What is needed >>
Without including any images, set down the records below exactly.

Region pointing data:

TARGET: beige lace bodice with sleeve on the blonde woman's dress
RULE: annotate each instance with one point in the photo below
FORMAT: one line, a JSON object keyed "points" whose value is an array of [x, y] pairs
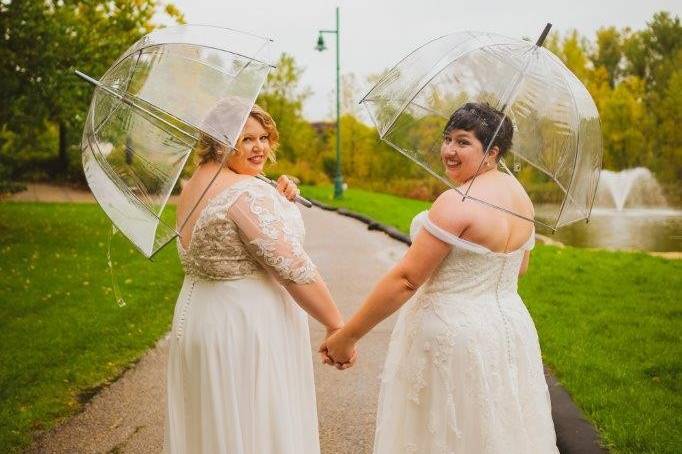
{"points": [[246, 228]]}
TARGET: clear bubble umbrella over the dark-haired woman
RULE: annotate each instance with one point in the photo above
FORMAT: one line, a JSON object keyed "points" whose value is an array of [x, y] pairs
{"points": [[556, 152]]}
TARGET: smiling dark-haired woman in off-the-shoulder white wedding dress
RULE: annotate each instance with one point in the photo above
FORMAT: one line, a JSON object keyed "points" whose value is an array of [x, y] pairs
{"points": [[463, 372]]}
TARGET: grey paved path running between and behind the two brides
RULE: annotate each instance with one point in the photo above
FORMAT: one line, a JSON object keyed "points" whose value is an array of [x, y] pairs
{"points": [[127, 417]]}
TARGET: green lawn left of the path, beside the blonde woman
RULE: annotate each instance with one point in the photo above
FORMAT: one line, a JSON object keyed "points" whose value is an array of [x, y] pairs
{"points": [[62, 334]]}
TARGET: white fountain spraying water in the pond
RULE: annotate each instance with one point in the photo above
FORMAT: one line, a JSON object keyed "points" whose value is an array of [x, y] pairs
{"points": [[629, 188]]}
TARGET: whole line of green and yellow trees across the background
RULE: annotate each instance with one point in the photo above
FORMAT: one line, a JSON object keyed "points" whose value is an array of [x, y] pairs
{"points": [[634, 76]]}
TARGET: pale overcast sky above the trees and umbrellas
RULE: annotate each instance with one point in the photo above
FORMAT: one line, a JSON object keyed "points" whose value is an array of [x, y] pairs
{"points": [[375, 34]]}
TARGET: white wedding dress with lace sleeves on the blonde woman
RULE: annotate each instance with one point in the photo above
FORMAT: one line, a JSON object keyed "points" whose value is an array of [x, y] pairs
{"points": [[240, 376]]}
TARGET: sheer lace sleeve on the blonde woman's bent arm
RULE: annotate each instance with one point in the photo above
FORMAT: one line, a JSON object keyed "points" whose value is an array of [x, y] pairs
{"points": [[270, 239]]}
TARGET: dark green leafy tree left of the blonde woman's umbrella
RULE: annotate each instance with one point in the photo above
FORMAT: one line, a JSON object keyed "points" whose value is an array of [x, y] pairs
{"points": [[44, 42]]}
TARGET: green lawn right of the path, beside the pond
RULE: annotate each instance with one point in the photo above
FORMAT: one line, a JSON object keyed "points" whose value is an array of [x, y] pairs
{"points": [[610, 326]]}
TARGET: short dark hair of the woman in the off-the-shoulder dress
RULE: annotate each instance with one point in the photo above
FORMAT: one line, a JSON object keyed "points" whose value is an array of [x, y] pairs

Written answer >>
TARGET: beige lace bodice with sleeve on the blonde woman's dress
RULE: annotate each instance with one point in the photo below
FORMAT: one line, a JSON object keyed "points" whose value is an array of [x, y] pairs
{"points": [[246, 228]]}
TARGET: clear bubble umbrella over the dark-haired woman
RULE: annotate each instance with one point in the photo above
FORMAT: one line, a JSON object keyed "points" whose value is an array of [x, y] pairs
{"points": [[556, 152]]}
TARGET: smiling dark-haired woman in off-the-shoulder white wedding dress
RULE: annotate each instance with one point in the photo above
FORMAT: one line, a JSON object keyed "points" whose value is an array of [x, y] pairs
{"points": [[463, 372]]}
TARGET: grey paved path running between and behind the two brides
RULE: annotate each instance with one point in the photo above
FORMAT: one line, a JSON object keyed "points" whose value is an array of [x, y] pairs
{"points": [[127, 417]]}
TARGET: green lawn left of the path, beside the blonde woman
RULE: annotate each instance with one point in the photo above
FORMAT: one line, a JSON object keyed "points" whose value is an array of [x, y] pairs
{"points": [[62, 334]]}
TARGET: white fountain spraying water in the pond
RULE: annotate each instance with one point in the photo above
FORMAT: one line, a JSON object keyed "points" whose value is an array of [x, y] pairs
{"points": [[629, 188]]}
TARGET: whole line of green and yellow trees across the background
RULE: annotate each instance with one point in the photo above
FORMAT: one line, a JSON object keyed "points" whose value is an array of [x, y] pairs
{"points": [[634, 76]]}
TARGET: pale overcast sky above the trees and umbrellas
RULE: annotate each instance with one point in the photo above
FORMAT: one line, a JSON object keyed "points" whose value is an array of [x, y] pairs
{"points": [[375, 34]]}
TARGET: white wedding dress with lace sleeves on the blonde woman
RULE: annotate each instance with one point in the photo above
FORMAT: one line, a JSON object keyed "points" whose value is an array of [x, y] pairs
{"points": [[240, 376]]}
TARGET: sheer lace sleeve on the blonde woman's bent arm
RULE: annotate each instance with one point in the photo above
FORMAT: one line, a JSON object keyed "points" whose value is an array of [x, y] pairs
{"points": [[270, 239]]}
TARGET: dark green leafy tree left of the blonde woman's umbrella
RULE: annotate each instance with one point in the photo above
FORMAT: one line, a JSON object keyed "points" whose value is an array of [x, y] pairs
{"points": [[44, 42]]}
TARGET: green lawn right of the path, beside the pond
RULE: annotate each instance with one point in the photo above
FORMAT: one line, a JSON object keyed "points" whose value is an array of [x, y] pairs
{"points": [[610, 326]]}
TARGET: short dark hair of the woman in the off-the-shoulder dress
RULE: annotate each instance with one point in the photo above
FORMAT: one line, a JSON object keyed "points" whose value is an array of [x, y] pairs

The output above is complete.